Mood, the Circadian System, and Melanopsin Retinal Ganglion Cells

Abstract

The discovery of a third type of photoreceptors in the mammalian retina, intrinsically photosensitive retinal ganglion cells (ipRGCs), has had a revolutionary impact on chronobiology. We can now properly account for numerous non-vision-related functions of light, including its effect on the circadian system. Here, we give an overview of ipRGCs and their function as it relates specifically to mood and biological rhythms. Although circadian disruptions have been traditionally hypothesized to be the mediators of light's effects on mood, here we present an alternative model that dispenses with assumptions of causality between the two phenomena and explains mood regulation by light via another ipRGC-dependent mechanism.

Keywords: circadian; ipRGC; light; mood; photoperiod; rhythms.

Figure 1

The molecular clock in every cell consists of reciprocal positive and negative feedback loops. CLOCK and BMAL1 form heterodimers that activate the transcription of Cry and Per genes. PER dimerizes with CRY to inhibit CLOCK-BMAL1–mediated transcription. The timing of dimerization, complex formation, and translocation into the nucleus determines the cellular rhythms. Abbreviations: Ccg, clock controlled gene; CK1ε/δ, casein kinase 1ε/δ; CRY, cryptochrome; E-box, enhancer-box; PER, period; ROR, retinoic acid–related orphan receptor; RORE, RevDR2 and ROR-binding element. Figure adapted from Takahashi (2017).

**********

Problems and tasks:
- a) Transcribe the text on mood and the circadian system from "The discovery of" up to and including "another ipRGC-dependent mechanism.".
- b) In the text on mood and the circadian system, what do CLOCK and BMAL1 form?
- c) Resume the text on mood and the circadian system after its final sentence.

Source data:
**********

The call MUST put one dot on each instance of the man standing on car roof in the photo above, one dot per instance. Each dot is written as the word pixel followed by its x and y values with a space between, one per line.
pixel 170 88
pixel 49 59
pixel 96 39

**********

Responses by item number:
- a)
The discovery of a third type of photoreceptors in the mammalian retina, intrinsically photosensitive retinal ganglion cells (ipRGCs), has had a revolutionary impact on chronobiology. We can now properly account for numerous non-vision-related functions of light, including its effect on the circadian system. Here, we give an overview of ipRGCs and their function as it relates specifically to mood and biological rhythms. Although circadian disruptions have been traditionally hypothesized to be the mediators of light's effects on mood, here we present an alternative model that dispenses with assumptions of causality between the two phenomena and explains mood regulation by light via another ipRGC-dependent mechanism.

- b) Heterodimers that activate the transcription of Cry and Per genes.

- c)
Figure 2

The mammalian brain teems with circadian oscillators. The SCN is the master pacemaker. Semiautonomous oscillators, such as the LHb, contain cells individually characterized by rhythmic activity, but only the input from a master oscillator can synchronize them into a coherent, nucleus-wide rhythm. Finally, slave oscillators, such as the BNST, display rhythms only in response to input from other oscillators. Abbreviations: ARC, arcuate nucleus; BNST, bed nucleus of the stria terminalis; DMH, dorsomedial hypothalamus; LHb, lateral habenula; OB, olfactory bulb; SCN, suprachiasmatic nucleus. Figure adapted from Guilding & Piggins (2007).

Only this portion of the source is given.